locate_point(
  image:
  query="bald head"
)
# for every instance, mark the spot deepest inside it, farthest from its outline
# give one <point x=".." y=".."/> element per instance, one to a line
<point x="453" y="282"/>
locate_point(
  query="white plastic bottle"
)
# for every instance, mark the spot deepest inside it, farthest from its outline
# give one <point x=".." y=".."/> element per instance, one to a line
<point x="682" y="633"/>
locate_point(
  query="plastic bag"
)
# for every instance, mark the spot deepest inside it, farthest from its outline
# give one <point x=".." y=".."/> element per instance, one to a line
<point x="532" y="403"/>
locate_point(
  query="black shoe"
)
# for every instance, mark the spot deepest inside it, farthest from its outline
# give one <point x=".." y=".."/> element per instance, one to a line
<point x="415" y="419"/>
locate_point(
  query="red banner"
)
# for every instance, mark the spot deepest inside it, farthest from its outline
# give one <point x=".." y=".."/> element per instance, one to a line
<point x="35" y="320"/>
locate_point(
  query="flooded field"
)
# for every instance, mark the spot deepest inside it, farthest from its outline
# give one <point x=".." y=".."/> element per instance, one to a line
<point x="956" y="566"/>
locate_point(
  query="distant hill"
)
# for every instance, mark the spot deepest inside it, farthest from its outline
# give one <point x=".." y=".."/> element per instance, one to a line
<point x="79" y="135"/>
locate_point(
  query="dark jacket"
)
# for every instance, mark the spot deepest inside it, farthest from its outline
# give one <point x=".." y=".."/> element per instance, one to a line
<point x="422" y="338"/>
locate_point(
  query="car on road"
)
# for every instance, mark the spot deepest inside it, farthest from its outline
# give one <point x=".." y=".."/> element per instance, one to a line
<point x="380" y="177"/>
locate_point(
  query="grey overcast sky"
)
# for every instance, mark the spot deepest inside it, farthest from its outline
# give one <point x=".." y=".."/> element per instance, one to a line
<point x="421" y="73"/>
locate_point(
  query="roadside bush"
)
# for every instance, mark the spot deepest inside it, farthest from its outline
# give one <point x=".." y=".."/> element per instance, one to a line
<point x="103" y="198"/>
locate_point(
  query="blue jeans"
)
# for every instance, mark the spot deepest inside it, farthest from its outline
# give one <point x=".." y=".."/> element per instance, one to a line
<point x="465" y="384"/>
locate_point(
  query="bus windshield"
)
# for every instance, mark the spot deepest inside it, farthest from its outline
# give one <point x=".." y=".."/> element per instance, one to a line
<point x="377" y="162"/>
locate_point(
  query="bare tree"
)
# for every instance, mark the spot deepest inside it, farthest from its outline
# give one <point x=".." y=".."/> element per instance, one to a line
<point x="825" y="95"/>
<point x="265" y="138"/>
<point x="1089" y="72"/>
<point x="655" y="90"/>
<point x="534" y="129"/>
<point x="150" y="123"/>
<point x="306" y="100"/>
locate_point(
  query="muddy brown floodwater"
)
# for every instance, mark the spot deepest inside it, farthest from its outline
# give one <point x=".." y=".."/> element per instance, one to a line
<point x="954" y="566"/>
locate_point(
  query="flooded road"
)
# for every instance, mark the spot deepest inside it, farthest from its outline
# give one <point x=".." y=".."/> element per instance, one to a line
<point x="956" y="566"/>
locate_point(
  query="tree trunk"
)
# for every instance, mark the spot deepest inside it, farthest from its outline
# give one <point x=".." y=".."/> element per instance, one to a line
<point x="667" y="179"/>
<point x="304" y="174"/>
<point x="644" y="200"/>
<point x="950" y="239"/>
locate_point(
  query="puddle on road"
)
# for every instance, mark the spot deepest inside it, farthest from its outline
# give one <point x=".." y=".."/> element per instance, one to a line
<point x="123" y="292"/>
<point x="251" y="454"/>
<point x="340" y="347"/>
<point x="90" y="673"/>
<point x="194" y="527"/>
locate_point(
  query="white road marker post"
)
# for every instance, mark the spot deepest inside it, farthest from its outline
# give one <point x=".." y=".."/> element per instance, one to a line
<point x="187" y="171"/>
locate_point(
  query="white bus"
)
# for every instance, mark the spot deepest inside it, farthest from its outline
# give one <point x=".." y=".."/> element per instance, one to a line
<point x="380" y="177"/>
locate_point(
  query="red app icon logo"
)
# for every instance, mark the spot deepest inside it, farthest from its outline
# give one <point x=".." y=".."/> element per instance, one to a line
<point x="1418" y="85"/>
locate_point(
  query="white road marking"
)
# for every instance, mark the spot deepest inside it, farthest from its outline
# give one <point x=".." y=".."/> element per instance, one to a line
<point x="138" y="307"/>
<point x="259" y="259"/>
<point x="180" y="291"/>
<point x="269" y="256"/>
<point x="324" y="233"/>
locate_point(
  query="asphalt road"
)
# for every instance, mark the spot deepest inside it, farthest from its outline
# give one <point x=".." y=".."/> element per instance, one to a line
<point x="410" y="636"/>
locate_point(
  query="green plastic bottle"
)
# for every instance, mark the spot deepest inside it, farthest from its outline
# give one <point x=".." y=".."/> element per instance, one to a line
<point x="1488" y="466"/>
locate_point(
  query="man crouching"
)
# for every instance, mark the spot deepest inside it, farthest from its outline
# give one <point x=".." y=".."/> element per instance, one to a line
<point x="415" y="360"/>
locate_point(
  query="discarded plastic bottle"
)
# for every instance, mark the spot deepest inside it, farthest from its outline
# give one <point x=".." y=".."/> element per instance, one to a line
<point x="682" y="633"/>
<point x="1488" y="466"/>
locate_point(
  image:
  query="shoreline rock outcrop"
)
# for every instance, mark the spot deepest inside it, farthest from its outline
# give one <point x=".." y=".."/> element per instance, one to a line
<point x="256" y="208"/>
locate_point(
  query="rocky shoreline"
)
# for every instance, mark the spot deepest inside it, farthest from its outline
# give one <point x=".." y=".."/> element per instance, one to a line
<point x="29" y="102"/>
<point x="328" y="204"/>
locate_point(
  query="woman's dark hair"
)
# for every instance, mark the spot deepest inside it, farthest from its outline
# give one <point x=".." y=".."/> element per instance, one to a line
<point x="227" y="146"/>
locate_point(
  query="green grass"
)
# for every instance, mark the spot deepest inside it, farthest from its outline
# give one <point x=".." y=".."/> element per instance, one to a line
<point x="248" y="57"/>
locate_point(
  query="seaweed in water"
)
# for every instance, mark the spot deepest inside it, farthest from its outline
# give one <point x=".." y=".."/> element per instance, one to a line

What is needed — Each entry above needs to be retyped exactly as it appears.

Result of the exercise —
locate_point(
  image:
  query="bald head"
)
# for every instance, mark the spot deepest inside it, farthest from its outline
# give one <point x=".." y=".."/> element per instance, one to a line
<point x="453" y="282"/>
locate_point(
  query="white plastic bottle"
)
# for every instance, mark the spot deepest inside it, farthest from its outline
# give one <point x=".." y=".."/> element per instance, one to a line
<point x="682" y="633"/>
locate_point(
  query="plastic bag"
)
# for every instance, mark the spot deepest inside it, farthest from its outline
# give one <point x=".." y=".."/> element per instance, one to a line
<point x="532" y="403"/>
locate_point(
  query="black shoe"
)
# for every instance, mark the spot deepest inside it, farthest from its outline
# give one <point x=".." y=".."/> element per instance, one to a line
<point x="415" y="419"/>
locate_point(
  query="red banner"
)
# for every instance, mark the spot deepest inside it, farthest from its outline
# give one <point x=".." y=".."/> element per instance, one to a line
<point x="35" y="320"/>
locate_point(
  query="flooded field"
)
# for every instance, mark the spot deepest inside it, farthest from its outline
# give one <point x=".." y=".."/> element per instance, one to a line
<point x="956" y="566"/>
locate_point(
  query="distant hill"
)
# for every instance, mark the spot deepest inside it, farthest from its outline
# give one <point x=".." y=".."/> element per instance, one to a line
<point x="79" y="135"/>
locate_point(
  query="dark jacket"
)
# for every instance, mark the spot deepest inside it, farthest from its outline
# give one <point x=".." y=".."/> element per instance, one to a line
<point x="422" y="338"/>
locate_point(
  query="car on road"
)
# for every instance, mark the spot deepest inside it, farthest from its outline
# give one <point x=".." y=".."/> element per instance, one to a line
<point x="380" y="177"/>
locate_point(
  query="grey overcast sky"
)
# for every instance, mark the spot deepest inside it, farthest from its outline
# give one <point x=".." y=".."/> element per instance, one to a line
<point x="421" y="73"/>
locate_point(
  query="roadside bush"
)
# for every instance, mark the spot deepest inside it, farthest from its outline
# give one <point x=".." y=".."/> element per instance, one to a line
<point x="103" y="198"/>
locate_point(
  query="blue jeans"
)
# for every instance, mark the spot deepest inside it, farthest from its outline
# give one <point x=".." y=".."/> element per instance, one to a line
<point x="465" y="384"/>
locate_point(
  query="bus windshield"
)
# for every instance, mark the spot deepest inside it, farthest from its outline
# give one <point x=".." y=".."/> element per instance, one to a line
<point x="377" y="162"/>
locate_point(
  query="bare tree"
)
# for every instance, mark the spot deepest inside it, farthest from its outline
# give one <point x=".." y=".."/> element per instance, one to a line
<point x="825" y="95"/>
<point x="265" y="138"/>
<point x="1089" y="72"/>
<point x="655" y="90"/>
<point x="534" y="129"/>
<point x="150" y="123"/>
<point x="306" y="100"/>
locate_point(
  query="muddy brown floodwater"
)
# for every instance, mark the spot deepest inside it, farthest from its outline
# give one <point x=".." y=".."/> element per instance, one to a line
<point x="954" y="566"/>
locate_point(
  query="flooded road"
)
# for every instance, mark the spot deepest inside it, farthest from its outline
# give one <point x=".." y=".."/> element per instance, one to a line
<point x="956" y="566"/>
locate_point(
  query="tree trunk"
)
# for every instance, mark the spot deepest inside it, farthest from its outline
# give one <point x=".." y=".."/> element per instance, one to a line
<point x="667" y="179"/>
<point x="304" y="174"/>
<point x="644" y="200"/>
<point x="950" y="239"/>
locate_point(
  query="puddle on road"
)
# for every instance, mark the spot deepest inside it, farthest from its outline
# give one <point x=".." y=".."/> element per instance, one to a line
<point x="123" y="292"/>
<point x="251" y="454"/>
<point x="340" y="347"/>
<point x="90" y="673"/>
<point x="194" y="527"/>
locate_point(
  query="white road marker post"
)
# for every instance, mark the spot deepest inside it, farthest from its outline
# give one <point x=".." y=".."/> element per instance, one to a line
<point x="187" y="171"/>
locate_point(
  query="white bus"
)
# for every instance, mark the spot deepest inside it, farthest from its outline
# give one <point x=".." y=".."/> element per instance, one to a line
<point x="380" y="177"/>
locate_point(
  query="red app icon logo"
)
# for every instance, mark the spot deepest inside it, farthest from its outline
# give one <point x=".." y=".."/> element per instance, one to a line
<point x="1418" y="85"/>
locate_point(
  query="white road marking"
)
# for every instance, mark the spot deepest inside it, farthest from its outline
# give one <point x=".." y=".."/> element per instance, one to a line
<point x="138" y="307"/>
<point x="259" y="259"/>
<point x="180" y="291"/>
<point x="269" y="256"/>
<point x="324" y="233"/>
locate_point(
  query="asphalt road"
)
# for every instance, mark the spot deepest inside it, farthest from its outline
# give one <point x=".." y=".."/> element per instance, one to a line
<point x="410" y="636"/>
locate_point(
  query="green plastic bottle"
)
# for every instance, mark the spot deepest inside it, farthest from its outline
# give one <point x=".." y=".."/> element per instance, one to a line
<point x="1488" y="466"/>
locate_point(
  query="man crouching"
)
# for every instance, mark the spot deepest inside it, farthest from its outline
# give one <point x=".." y=".."/> element per instance, one to a line
<point x="415" y="360"/>
locate_point(
  query="discarded plastic bottle"
)
# for every instance, mark the spot deepest inside it, farthest from its outline
# give one <point x=".." y=".."/> element per instance, one to a line
<point x="682" y="633"/>
<point x="1488" y="466"/>
locate_point(
  image:
  query="shoreline rock outcrop"
)
# for every instance, mark the spot deepest inside it, farthest from its outline
# give one <point x=".." y=".."/> element per instance, one to a line
<point x="256" y="208"/>
locate_point(
  query="rocky shoreline"
)
# for every instance, mark the spot deepest inside it, farthest from its outline
# give one <point x=".." y=".."/> element per instance, one to a line
<point x="29" y="102"/>
<point x="328" y="204"/>
locate_point(
  query="woman's dark hair"
)
# for every instance, mark the spot deepest inside it, farthest from its outline
# give one <point x=".." y=".."/> element per instance, one to a line
<point x="227" y="146"/>
locate_point(
  query="green grass"
)
# for every instance, mark the spot deepest inside it, farthest from its outline
# give one <point x=".." y=".."/> element per instance, one to a line
<point x="248" y="57"/>
locate_point(
  query="seaweed in water"
)
# for every instance, mark the spot deepest inside it, farthest from its outline
# give one <point x=".." y=".."/> element per instance, one to a line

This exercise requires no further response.